TASK> Copy the records below, from the line containing "of the house" through the last line; leave out pictures.
-------- TASK MATERIAL --------
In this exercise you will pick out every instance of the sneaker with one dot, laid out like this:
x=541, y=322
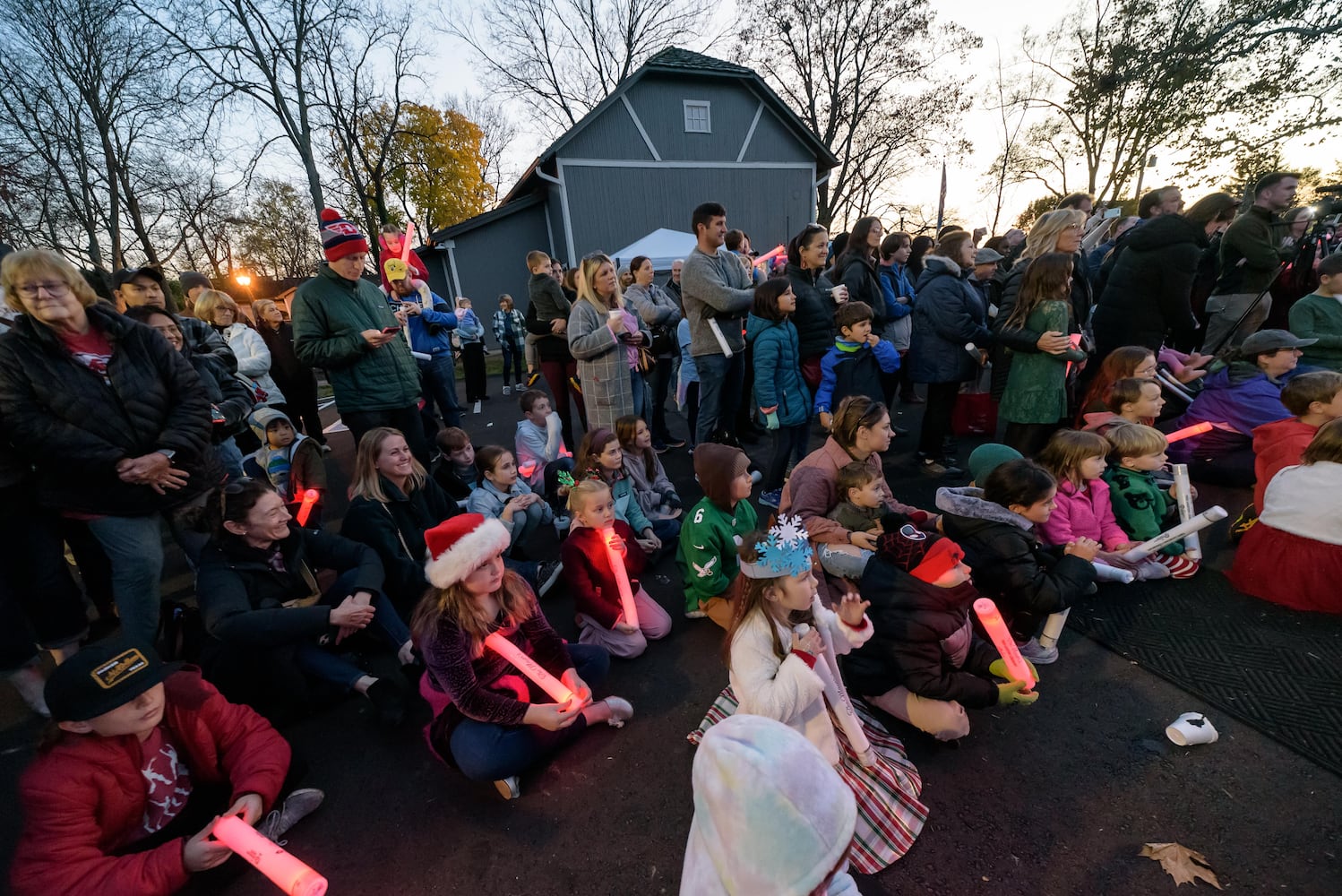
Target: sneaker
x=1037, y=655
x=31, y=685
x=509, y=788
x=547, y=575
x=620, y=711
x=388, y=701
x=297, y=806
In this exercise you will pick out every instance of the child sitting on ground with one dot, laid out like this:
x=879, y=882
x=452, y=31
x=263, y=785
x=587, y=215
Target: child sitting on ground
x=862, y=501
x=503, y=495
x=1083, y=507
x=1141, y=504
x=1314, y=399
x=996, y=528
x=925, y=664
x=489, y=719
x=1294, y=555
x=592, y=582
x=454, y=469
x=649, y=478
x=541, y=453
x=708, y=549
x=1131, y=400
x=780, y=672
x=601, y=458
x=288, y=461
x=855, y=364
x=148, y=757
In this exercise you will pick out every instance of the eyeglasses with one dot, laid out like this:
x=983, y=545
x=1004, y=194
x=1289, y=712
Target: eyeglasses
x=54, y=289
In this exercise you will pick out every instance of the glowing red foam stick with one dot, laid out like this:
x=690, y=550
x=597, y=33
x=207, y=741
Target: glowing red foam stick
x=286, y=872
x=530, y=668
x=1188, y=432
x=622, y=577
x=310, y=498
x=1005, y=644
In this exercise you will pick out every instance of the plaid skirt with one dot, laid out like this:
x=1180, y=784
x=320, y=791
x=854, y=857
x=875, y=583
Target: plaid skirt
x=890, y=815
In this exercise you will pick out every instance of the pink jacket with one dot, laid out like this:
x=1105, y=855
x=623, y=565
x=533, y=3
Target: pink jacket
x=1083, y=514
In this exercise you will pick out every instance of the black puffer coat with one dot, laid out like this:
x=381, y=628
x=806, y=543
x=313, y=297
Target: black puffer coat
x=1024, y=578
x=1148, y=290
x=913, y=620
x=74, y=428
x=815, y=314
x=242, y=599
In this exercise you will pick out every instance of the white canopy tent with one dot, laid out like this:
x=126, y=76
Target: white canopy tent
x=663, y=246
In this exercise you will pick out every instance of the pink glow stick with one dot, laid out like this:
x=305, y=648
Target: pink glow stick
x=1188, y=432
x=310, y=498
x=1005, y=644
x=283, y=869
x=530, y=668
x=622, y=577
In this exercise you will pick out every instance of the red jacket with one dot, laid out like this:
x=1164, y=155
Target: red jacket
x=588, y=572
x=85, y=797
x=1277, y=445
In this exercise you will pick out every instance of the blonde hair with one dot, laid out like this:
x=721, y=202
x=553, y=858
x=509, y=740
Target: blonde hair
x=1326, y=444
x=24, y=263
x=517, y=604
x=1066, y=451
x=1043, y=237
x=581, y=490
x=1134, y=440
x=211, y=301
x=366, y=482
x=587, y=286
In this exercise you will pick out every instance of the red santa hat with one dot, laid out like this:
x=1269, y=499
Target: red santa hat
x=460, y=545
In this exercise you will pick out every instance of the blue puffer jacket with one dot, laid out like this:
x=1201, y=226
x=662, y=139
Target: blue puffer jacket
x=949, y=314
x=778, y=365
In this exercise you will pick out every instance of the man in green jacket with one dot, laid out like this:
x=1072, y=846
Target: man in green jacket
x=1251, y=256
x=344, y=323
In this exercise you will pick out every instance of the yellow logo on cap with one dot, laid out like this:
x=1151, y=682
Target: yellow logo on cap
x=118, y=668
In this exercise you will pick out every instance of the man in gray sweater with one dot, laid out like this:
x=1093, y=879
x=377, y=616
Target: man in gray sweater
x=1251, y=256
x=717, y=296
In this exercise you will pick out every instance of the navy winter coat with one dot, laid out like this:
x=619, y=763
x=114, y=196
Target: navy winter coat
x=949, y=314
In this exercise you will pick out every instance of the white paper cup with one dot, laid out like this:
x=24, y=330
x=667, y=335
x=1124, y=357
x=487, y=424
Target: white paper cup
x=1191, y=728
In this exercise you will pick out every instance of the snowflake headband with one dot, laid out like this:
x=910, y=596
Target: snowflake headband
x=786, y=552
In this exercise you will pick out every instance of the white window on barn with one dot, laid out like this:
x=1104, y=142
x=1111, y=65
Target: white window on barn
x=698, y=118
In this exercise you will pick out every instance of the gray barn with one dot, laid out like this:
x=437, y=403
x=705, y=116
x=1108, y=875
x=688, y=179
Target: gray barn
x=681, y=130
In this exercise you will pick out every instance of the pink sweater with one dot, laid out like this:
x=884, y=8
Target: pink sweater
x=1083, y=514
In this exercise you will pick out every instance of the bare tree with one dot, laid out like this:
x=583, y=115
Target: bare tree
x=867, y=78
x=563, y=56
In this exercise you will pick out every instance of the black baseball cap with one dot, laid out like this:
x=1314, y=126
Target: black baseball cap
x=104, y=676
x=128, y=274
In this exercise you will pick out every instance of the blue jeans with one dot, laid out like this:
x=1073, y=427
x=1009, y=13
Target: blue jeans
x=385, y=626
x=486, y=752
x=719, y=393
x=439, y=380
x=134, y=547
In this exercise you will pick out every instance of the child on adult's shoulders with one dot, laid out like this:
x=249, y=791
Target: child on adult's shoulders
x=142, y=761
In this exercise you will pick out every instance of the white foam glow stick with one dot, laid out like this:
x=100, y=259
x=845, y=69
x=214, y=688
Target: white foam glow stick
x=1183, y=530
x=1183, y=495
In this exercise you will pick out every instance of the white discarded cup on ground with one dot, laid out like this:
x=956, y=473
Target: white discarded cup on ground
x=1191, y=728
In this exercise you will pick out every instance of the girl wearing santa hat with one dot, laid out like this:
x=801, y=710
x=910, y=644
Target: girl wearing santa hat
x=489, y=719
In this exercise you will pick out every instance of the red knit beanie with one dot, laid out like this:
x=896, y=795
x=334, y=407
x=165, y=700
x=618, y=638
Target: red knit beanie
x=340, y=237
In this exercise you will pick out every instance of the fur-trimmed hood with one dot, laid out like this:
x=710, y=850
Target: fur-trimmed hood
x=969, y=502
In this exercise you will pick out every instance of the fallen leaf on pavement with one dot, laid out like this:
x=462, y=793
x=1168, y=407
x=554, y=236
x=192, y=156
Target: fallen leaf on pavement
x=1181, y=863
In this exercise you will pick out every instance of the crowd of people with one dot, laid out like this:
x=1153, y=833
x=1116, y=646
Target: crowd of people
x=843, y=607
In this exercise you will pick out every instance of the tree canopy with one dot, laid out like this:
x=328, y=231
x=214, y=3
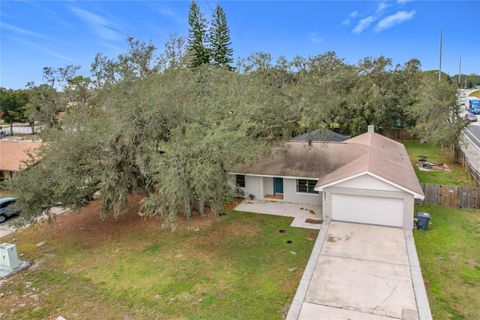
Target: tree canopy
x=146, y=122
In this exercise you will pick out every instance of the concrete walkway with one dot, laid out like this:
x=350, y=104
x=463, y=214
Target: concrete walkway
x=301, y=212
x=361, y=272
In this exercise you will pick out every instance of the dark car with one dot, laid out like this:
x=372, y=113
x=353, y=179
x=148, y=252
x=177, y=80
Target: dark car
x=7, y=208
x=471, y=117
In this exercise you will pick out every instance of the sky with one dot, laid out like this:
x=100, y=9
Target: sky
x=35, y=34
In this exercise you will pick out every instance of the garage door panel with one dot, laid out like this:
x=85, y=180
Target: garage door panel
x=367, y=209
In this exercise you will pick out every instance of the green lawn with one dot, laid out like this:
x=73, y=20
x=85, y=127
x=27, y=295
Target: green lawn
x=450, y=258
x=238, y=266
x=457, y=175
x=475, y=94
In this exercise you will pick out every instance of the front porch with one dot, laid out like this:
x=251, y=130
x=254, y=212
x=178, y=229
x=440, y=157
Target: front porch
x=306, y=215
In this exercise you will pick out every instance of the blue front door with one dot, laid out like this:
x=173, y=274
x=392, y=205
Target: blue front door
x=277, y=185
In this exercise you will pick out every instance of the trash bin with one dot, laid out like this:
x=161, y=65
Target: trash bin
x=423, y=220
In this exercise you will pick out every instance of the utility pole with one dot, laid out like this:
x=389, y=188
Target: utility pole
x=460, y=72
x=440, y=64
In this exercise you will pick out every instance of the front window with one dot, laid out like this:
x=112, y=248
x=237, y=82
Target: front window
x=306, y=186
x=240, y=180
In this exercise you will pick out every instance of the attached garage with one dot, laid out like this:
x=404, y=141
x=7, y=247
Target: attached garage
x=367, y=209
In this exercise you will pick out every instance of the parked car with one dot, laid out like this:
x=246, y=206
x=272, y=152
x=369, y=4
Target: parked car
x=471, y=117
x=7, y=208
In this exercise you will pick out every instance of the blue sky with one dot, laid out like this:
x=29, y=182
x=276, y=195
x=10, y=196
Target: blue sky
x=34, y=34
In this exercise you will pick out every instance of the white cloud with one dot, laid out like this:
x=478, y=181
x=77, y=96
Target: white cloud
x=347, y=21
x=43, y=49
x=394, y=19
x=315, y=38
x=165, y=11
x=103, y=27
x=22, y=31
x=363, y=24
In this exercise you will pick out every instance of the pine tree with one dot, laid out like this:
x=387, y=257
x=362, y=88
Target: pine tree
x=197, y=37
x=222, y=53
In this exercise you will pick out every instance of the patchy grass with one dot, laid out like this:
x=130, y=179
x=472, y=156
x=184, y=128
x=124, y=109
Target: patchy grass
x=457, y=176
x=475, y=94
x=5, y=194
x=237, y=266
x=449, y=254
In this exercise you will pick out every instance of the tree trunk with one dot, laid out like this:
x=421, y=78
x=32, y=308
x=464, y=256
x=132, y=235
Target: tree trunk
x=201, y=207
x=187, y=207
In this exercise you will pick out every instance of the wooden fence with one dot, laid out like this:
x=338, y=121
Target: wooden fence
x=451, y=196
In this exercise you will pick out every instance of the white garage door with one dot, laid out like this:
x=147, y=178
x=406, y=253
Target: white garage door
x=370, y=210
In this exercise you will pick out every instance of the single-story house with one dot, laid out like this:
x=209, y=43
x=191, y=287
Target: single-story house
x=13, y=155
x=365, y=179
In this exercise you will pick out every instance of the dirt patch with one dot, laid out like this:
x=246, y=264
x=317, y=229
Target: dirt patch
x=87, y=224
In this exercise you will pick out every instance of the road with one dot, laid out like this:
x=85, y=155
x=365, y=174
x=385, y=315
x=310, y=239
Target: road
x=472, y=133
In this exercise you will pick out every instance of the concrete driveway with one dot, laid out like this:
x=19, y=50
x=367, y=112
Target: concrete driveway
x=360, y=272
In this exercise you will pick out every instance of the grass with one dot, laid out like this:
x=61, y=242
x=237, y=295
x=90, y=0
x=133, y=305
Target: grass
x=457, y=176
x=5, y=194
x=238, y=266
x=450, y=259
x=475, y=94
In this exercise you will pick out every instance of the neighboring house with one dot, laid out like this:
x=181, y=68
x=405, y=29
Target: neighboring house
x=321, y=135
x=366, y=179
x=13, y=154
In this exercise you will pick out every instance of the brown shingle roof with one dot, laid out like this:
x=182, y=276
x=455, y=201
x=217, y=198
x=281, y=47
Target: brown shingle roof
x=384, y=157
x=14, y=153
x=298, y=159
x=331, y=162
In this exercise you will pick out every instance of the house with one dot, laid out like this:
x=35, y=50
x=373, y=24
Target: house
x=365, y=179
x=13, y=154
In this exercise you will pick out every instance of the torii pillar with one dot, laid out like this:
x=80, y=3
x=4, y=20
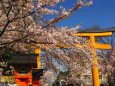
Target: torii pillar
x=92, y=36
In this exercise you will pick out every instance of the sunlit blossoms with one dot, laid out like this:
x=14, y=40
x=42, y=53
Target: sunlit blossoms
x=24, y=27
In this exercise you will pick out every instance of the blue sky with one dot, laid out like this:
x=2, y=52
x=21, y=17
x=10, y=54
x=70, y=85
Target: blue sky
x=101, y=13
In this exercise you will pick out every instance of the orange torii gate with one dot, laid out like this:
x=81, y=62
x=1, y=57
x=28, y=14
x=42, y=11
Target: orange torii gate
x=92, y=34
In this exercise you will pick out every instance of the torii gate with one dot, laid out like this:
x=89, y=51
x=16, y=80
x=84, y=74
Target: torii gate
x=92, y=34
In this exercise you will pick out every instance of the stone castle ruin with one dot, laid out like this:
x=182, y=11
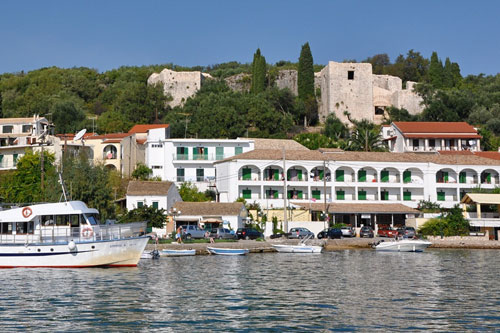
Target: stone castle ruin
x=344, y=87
--------
WRITTEN ANSWER>
In this exercise you will pick out every instance of the house with one dot, laid out like this:
x=35, y=50
x=373, y=24
Target: house
x=365, y=179
x=13, y=154
In this exercise you will pick out every instance of the torii pillar with one dot, laid out like this:
x=80, y=3
x=4, y=20
Target: torii pillar
x=92, y=36
In this exercise you will pick out every instance of the sunlit blossoms with one dot, laid out like this:
x=14, y=40
x=42, y=53
Target: sunlit blossoms
x=24, y=27
In this exercise you will pick out every instance of the blue sky with one dot, laid out like this:
x=2, y=52
x=21, y=17
x=10, y=54
x=70, y=85
Target: blue sky
x=101, y=13
In this exercise you will pick out every instance of the orange torii gate with one dot, laid out like this:
x=81, y=62
x=1, y=57
x=28, y=14
x=42, y=11
Target: orange torii gate
x=92, y=34
In this exercise you will pick out every instance of the torii gate with one dot, laid out like this:
x=89, y=51
x=16, y=80
x=84, y=74
Target: torii gate
x=92, y=34
In this exercise you will pick out every instance of the stone castle ruin with one dot, laid out like this:
x=182, y=11
Target: stone castle ruin
x=344, y=87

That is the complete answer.